## Votre objectif
Restituez tel quel le passage du texte sur l'aumônier et les exorcismes qui va de « Pas un mot des » jusqu'à « à long terme. » inclus.

## Extrait du texte

* * * *

Seulement voilà – l’ancien aumônier a bénéficié d’une vraie procédure canonique, avec respect du contradictoire, et a été jugé – définitivement – en mars 2023. Selon nos informations, il a prouvé à son procès canonique que l’évêque de Vannes – Mgr Centène, qui soutenait l’inverse – lui avait bien donné les pouvoirs pour les exorcismes qu’il avait pratiqué et qu’à l’époque, les personnes exorcisées les avaient bien vécu et lui étaient reconnaissantes. Pour toute peine, toujours selon nos informations, il a été condamné à ne pas faire d’exorcismes pendant deux ans.
Par ailleurs, il n’y a eu – en tout et pour tout – sur cette période, que trois exorcismes pour lesquels les pouvoirs ont été demandés à chaque fois à l’évêque de Vannes, Mgr Centène, qui les a remis. Le premier, fin 2011, sur une sœur envoyée ensuite dans la communauté Eucharistein dans le Var, à sa demande, puis deux autres, en 2012-13. Par ailleurs, l’aumônier n’était pas seul à les pratiquer – deux autres prêtres sont impliqués, ainsi que deux évêques, dont celui de Vannes.
Pas un mot des Dominicaines sur les agapethérapies (et les Béatitudes)
En revanche, dans le communiqué qui met en place la commission, pas un mot sur les agapethérapies que décrit par le menu mère Marie Ferréol dans Golias (lettre 1021) et qui ont laissé des traces à long terme.

* * * *

## Liste fournie

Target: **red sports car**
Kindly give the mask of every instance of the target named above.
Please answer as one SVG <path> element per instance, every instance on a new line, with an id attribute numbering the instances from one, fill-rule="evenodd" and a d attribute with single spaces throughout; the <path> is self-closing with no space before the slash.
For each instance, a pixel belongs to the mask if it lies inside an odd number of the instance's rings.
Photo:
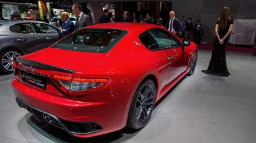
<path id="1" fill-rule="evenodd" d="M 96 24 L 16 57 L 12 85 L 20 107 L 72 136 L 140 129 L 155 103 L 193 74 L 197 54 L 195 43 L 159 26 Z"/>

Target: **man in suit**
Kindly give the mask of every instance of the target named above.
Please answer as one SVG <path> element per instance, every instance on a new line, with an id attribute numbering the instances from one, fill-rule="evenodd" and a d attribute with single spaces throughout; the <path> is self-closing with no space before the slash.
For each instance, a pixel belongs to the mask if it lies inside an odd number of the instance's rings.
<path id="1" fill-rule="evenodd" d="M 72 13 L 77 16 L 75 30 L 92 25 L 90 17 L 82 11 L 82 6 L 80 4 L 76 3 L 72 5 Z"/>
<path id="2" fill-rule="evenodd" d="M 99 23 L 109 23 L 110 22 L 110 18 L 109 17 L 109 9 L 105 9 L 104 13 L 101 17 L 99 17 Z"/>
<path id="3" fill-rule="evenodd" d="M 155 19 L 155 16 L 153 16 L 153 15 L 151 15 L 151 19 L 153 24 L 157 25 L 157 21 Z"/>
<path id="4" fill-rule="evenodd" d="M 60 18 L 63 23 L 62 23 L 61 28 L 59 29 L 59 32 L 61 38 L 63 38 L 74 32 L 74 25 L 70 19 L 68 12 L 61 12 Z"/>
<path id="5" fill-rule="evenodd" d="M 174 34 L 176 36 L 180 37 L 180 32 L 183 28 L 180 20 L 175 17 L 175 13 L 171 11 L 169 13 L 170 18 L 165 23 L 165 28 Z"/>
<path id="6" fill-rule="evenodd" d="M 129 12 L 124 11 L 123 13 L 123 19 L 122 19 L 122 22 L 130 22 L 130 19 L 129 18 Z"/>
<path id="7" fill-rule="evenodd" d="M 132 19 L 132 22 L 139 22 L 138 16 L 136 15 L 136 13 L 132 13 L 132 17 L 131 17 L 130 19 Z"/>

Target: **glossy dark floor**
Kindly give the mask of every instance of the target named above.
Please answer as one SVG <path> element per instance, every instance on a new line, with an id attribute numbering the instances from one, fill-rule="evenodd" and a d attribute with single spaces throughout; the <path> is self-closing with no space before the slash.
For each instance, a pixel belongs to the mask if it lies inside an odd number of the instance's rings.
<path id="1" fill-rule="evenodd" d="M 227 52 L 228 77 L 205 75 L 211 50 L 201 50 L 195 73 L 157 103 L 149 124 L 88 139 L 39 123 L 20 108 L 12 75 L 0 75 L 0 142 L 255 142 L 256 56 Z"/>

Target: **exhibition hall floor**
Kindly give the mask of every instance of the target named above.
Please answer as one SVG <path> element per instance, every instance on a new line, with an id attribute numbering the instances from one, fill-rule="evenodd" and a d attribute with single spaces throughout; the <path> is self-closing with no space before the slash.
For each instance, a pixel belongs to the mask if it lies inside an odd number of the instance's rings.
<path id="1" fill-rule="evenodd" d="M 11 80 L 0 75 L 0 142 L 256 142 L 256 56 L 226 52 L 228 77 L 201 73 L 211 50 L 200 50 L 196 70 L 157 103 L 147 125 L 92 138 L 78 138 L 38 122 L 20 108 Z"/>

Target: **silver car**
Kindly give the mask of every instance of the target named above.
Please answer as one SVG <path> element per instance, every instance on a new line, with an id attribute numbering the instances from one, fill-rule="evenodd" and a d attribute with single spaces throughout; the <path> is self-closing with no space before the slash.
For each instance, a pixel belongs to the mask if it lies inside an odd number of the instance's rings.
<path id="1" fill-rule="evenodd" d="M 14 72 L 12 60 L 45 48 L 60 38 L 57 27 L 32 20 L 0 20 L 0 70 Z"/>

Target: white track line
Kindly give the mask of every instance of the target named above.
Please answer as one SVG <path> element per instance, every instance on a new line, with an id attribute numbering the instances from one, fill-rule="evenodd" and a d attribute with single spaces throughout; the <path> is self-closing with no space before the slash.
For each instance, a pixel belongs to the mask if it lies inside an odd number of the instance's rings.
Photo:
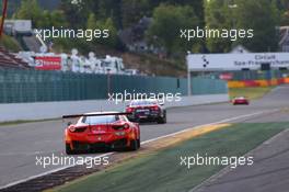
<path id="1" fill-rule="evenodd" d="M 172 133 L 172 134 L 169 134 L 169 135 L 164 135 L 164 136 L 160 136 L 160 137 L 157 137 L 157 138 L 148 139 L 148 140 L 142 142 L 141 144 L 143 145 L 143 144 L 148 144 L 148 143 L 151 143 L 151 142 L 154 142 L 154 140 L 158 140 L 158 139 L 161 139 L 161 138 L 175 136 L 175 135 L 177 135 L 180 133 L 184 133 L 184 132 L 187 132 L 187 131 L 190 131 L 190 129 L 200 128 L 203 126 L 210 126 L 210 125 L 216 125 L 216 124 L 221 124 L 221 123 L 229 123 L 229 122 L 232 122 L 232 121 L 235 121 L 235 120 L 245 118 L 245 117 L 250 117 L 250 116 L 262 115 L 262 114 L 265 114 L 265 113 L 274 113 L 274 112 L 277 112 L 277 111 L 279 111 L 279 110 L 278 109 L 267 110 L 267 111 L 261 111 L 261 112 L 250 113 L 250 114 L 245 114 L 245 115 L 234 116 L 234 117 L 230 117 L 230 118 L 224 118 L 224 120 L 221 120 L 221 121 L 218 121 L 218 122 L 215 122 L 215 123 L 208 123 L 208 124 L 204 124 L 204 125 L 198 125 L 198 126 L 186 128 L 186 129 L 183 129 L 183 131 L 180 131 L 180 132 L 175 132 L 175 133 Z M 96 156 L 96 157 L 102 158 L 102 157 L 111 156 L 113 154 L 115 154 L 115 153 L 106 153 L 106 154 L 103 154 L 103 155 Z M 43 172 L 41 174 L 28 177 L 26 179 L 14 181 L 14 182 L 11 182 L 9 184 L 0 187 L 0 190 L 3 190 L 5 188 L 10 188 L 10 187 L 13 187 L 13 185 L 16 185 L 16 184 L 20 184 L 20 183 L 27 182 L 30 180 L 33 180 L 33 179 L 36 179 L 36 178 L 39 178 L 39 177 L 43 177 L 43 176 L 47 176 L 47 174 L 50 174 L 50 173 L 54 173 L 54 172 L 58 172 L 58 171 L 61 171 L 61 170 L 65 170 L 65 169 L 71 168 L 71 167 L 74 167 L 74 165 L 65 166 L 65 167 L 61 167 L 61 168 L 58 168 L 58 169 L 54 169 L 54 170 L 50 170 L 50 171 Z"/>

* * * *

## Résultat obtenu
Pas un mot des Dominicaines sur les agapethérapies (et les Béatitudes)
En revanche, dans le communiqué qui met en place la commission, pas un mot sur les agapethérapies que décrit par le menu mère Marie Ferréol dans Golias (lettre 1021) et qui ont laissé des traces à long terme.